[依頼文 A]
本文抜粋の「一般貨物自動車運送事業許可申請のヘッドライン」から「れる形態ははこれのことです。」までの部分を、一字も変えずに書き写してください。
[依頼文 B]
本文抜粋によると、普通トラック類を使って不特定多数から依頼を受け、有償で貨物を運送する事業は何にあたりますか。
-------- 本文抜粋 --------
一般貨物自動車運送事業許可申請のヘッドライン

1.緑ナンバーを取得するためには許可を得なければならない。
2.許可には様々な要件がある。
3.法令試験があり、それに合格しなけれなならない。

以下、長文になりますが、最後までお読みください。

(1)一般貨物自動車運送事業

運送事業の解説、イメージ
 貨物自動車運送事業(いわゆる運送業)と一口に言っても様々な種類があります。
 普通トラック(軽自動車や2輪自動車以外)類を使用して不特定多数から依頼を受け、有償で貨物を運送する事業は「一般貨物自動車運送事業」にあたります。一般的に「運送事業」と呼ばれる形態ははこれのことです。
 なお、ある事業場で貨物の仕分・集配を行い、異なる事業場へ運送して仕分して配達するような「事業所間の積み合わせ運送」を行う(特別積み合わせ貨物運送)場合には、さらに要件があります。
-------- 提示資料 --------
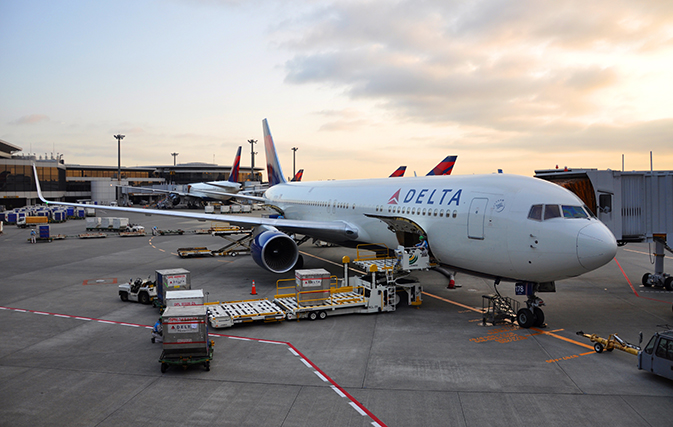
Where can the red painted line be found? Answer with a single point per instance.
(313, 365)
(353, 401)
(633, 289)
--------
[解答 A]
一般貨物自動車運送事業許可申請のヘッドライン

1.緑ナンバーを取得するためには許可を得なければならない。
2.許可には様々な要件がある。
3.法令試験があり、それに合格しなけれなならない。

以下、長文になりますが、最後までお読みください。

(1)一般貨物自動車運送事業

運送事業の解説、イメージ
 貨物自動車運送事業(いわゆる運送業)と一口に言っても様々な種類があります。
 普通トラック(軽自動車や2輪自動車以外)類を使用して不特定多数から依頼を受け、有償で貨物を運送する事業は「一般貨物自動車運送事業」にあたります。一般的に「運送事業」と呼ばれる形態ははこれのことです。

[解答 B]
一般貨物自動車運送事業にあたります。